— START LISTED RECORDS —
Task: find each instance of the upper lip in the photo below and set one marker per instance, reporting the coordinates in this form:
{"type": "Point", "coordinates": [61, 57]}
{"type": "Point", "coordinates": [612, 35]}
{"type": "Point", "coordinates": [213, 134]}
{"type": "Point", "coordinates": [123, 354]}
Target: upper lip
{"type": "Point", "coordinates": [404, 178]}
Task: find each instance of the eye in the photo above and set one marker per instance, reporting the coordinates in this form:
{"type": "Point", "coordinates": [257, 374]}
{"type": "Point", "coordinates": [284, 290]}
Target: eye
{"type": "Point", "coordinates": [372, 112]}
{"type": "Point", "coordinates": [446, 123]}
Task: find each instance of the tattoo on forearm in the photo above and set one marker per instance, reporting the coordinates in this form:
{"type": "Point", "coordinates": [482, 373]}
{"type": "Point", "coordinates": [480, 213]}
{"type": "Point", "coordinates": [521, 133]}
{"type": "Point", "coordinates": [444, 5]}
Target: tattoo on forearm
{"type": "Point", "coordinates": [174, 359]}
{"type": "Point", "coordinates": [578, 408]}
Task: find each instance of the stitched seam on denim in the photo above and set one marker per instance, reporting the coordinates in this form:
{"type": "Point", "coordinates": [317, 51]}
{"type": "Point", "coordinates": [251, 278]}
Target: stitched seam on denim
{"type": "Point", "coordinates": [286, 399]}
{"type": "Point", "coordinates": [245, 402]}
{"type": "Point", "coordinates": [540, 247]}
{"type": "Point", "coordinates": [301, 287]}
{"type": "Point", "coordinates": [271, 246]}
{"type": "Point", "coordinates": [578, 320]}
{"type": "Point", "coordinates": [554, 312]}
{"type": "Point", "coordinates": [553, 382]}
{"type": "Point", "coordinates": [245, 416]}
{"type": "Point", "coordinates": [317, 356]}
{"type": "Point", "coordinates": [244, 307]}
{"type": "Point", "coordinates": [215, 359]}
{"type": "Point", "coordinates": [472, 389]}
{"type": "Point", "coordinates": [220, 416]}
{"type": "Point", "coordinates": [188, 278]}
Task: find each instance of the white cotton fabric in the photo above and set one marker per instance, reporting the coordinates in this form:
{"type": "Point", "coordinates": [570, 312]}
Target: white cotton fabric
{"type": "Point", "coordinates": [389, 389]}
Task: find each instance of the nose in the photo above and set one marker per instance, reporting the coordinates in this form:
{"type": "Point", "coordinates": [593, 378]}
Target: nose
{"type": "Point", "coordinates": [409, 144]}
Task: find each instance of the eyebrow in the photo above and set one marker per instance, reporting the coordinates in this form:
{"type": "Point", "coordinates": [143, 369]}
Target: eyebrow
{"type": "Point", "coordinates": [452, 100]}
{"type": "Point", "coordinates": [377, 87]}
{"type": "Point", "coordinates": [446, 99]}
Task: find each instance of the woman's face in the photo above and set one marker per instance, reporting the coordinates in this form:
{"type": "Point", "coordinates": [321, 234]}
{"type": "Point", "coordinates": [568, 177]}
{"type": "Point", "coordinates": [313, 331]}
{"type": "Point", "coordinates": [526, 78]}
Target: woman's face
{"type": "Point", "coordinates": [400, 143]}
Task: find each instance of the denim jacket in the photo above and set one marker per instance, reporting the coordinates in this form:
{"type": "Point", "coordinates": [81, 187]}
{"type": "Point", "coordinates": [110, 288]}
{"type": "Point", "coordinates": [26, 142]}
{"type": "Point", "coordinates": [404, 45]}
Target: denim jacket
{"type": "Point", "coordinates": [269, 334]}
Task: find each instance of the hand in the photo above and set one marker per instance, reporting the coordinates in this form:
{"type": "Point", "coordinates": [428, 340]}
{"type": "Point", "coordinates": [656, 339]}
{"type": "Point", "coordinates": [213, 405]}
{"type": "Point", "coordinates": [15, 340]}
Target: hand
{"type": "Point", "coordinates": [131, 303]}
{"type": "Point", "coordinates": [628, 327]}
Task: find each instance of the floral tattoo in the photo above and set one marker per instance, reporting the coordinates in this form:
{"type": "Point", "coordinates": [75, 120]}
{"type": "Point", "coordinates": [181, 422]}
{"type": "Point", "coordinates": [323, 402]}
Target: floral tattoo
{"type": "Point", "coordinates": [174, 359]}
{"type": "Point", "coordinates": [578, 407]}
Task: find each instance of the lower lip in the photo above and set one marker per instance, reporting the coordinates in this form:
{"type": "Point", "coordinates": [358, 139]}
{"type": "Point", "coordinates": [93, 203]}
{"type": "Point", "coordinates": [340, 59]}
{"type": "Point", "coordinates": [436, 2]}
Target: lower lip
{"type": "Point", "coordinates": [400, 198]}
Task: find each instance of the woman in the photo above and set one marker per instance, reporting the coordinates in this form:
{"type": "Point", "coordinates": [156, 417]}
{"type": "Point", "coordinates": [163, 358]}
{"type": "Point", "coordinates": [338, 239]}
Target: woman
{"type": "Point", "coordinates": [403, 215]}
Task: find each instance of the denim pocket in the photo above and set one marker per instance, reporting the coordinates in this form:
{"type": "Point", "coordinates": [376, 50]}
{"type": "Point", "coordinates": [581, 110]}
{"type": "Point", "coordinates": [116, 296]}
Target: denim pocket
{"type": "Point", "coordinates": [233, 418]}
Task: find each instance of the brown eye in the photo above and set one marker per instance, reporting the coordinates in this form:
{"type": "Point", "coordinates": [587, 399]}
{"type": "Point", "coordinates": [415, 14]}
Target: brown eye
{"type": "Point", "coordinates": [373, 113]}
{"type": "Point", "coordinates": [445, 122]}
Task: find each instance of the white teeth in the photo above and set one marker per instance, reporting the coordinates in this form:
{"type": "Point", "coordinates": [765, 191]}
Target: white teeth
— END LISTED RECORDS —
▶ PROBLEM DESCRIPTION
Retype all of the entries above, reproducing every character without any change.

▶ TASK RESPONSE
Task: find each instance of the upper lip in the photo below and set one marker per instance, reporting the coordinates in this form:
{"type": "Point", "coordinates": [61, 57]}
{"type": "Point", "coordinates": [612, 35]}
{"type": "Point", "coordinates": [213, 134]}
{"type": "Point", "coordinates": [123, 354]}
Target: upper lip
{"type": "Point", "coordinates": [404, 178]}
Task: find each instance of the eye in the photo above and set one marker per instance, reporting the coordinates in this form:
{"type": "Point", "coordinates": [257, 374]}
{"type": "Point", "coordinates": [284, 290]}
Target: eye
{"type": "Point", "coordinates": [372, 112]}
{"type": "Point", "coordinates": [446, 123]}
Task: find each instance of the tattoo on forearm in the photo above and set one marker per instance, reporting the coordinates in this form:
{"type": "Point", "coordinates": [482, 373]}
{"type": "Point", "coordinates": [480, 213]}
{"type": "Point", "coordinates": [521, 133]}
{"type": "Point", "coordinates": [444, 5]}
Target: tattoo on forearm
{"type": "Point", "coordinates": [174, 359]}
{"type": "Point", "coordinates": [578, 408]}
Task: find each instance of the stitched seam on denim in the photo above and set one marker per instance, reporting the coordinates in this form:
{"type": "Point", "coordinates": [317, 51]}
{"type": "Point", "coordinates": [251, 278]}
Target: stitched seam on denim
{"type": "Point", "coordinates": [286, 399]}
{"type": "Point", "coordinates": [245, 402]}
{"type": "Point", "coordinates": [540, 247]}
{"type": "Point", "coordinates": [301, 287]}
{"type": "Point", "coordinates": [271, 246]}
{"type": "Point", "coordinates": [578, 320]}
{"type": "Point", "coordinates": [554, 312]}
{"type": "Point", "coordinates": [553, 382]}
{"type": "Point", "coordinates": [245, 416]}
{"type": "Point", "coordinates": [317, 356]}
{"type": "Point", "coordinates": [244, 307]}
{"type": "Point", "coordinates": [215, 359]}
{"type": "Point", "coordinates": [472, 389]}
{"type": "Point", "coordinates": [220, 416]}
{"type": "Point", "coordinates": [188, 278]}
Task: find each instance of the white cotton fabric in the photo above and set one marker per instance, reporting the coordinates in this form:
{"type": "Point", "coordinates": [570, 312]}
Target: white cotton fabric
{"type": "Point", "coordinates": [389, 389]}
Task: find each instance of the nose in the photo above and set one marker per instance, reporting the coordinates in this form:
{"type": "Point", "coordinates": [593, 378]}
Target: nose
{"type": "Point", "coordinates": [409, 144]}
Task: find each instance of the eyebrow in the photo above and set one marker per instance, reporting the coordinates in this form:
{"type": "Point", "coordinates": [143, 369]}
Target: eyebrow
{"type": "Point", "coordinates": [452, 100]}
{"type": "Point", "coordinates": [377, 87]}
{"type": "Point", "coordinates": [446, 99]}
Task: find each instance of the woman's face in the photo above and set one marker per instance, reporting the coordinates in this form:
{"type": "Point", "coordinates": [321, 234]}
{"type": "Point", "coordinates": [568, 177]}
{"type": "Point", "coordinates": [313, 331]}
{"type": "Point", "coordinates": [526, 78]}
Target: woman's face
{"type": "Point", "coordinates": [400, 143]}
Task: find each instance of the denim jacket in the photo above and set one marker per instance, reporting the coordinates in this form:
{"type": "Point", "coordinates": [81, 187]}
{"type": "Point", "coordinates": [110, 288]}
{"type": "Point", "coordinates": [26, 142]}
{"type": "Point", "coordinates": [404, 45]}
Target: denim jacket
{"type": "Point", "coordinates": [269, 334]}
Task: find each instance of the hand in the photo above and set one marker per instance, reporting the coordinates in this form:
{"type": "Point", "coordinates": [428, 340]}
{"type": "Point", "coordinates": [656, 339]}
{"type": "Point", "coordinates": [213, 405]}
{"type": "Point", "coordinates": [15, 340]}
Target: hand
{"type": "Point", "coordinates": [131, 303]}
{"type": "Point", "coordinates": [628, 327]}
Task: find each instance of the floral tattoo in the photo above and set one marker per instance, reporting the coordinates in this form:
{"type": "Point", "coordinates": [75, 120]}
{"type": "Point", "coordinates": [181, 422]}
{"type": "Point", "coordinates": [323, 402]}
Target: floral tattoo
{"type": "Point", "coordinates": [174, 359]}
{"type": "Point", "coordinates": [578, 407]}
Task: find each instance of the lower lip in the photo above and set one marker per instance, reporting the coordinates in this form:
{"type": "Point", "coordinates": [358, 139]}
{"type": "Point", "coordinates": [93, 203]}
{"type": "Point", "coordinates": [340, 59]}
{"type": "Point", "coordinates": [436, 2]}
Target: lower lip
{"type": "Point", "coordinates": [400, 198]}
Task: find each instance of the woman in the photo above and set one marker per instance, reporting the coordinates in this form:
{"type": "Point", "coordinates": [156, 417]}
{"type": "Point", "coordinates": [163, 358]}
{"type": "Point", "coordinates": [338, 239]}
Target: woman
{"type": "Point", "coordinates": [403, 215]}
Task: find each instance of the denim pocket in the photo above and set one marker per instance, reporting the coordinates in this form:
{"type": "Point", "coordinates": [376, 50]}
{"type": "Point", "coordinates": [581, 110]}
{"type": "Point", "coordinates": [116, 296]}
Target: denim pocket
{"type": "Point", "coordinates": [233, 418]}
Task: find each instance of the brown eye in the photo above and set one marker per instance, reporting the coordinates in this form:
{"type": "Point", "coordinates": [587, 399]}
{"type": "Point", "coordinates": [415, 14]}
Target: brown eye
{"type": "Point", "coordinates": [373, 113]}
{"type": "Point", "coordinates": [445, 122]}
Task: find each instance of the white teeth in the photo above and set one marker per instance, reporting the coordinates in this form:
{"type": "Point", "coordinates": [765, 191]}
Target: white teeth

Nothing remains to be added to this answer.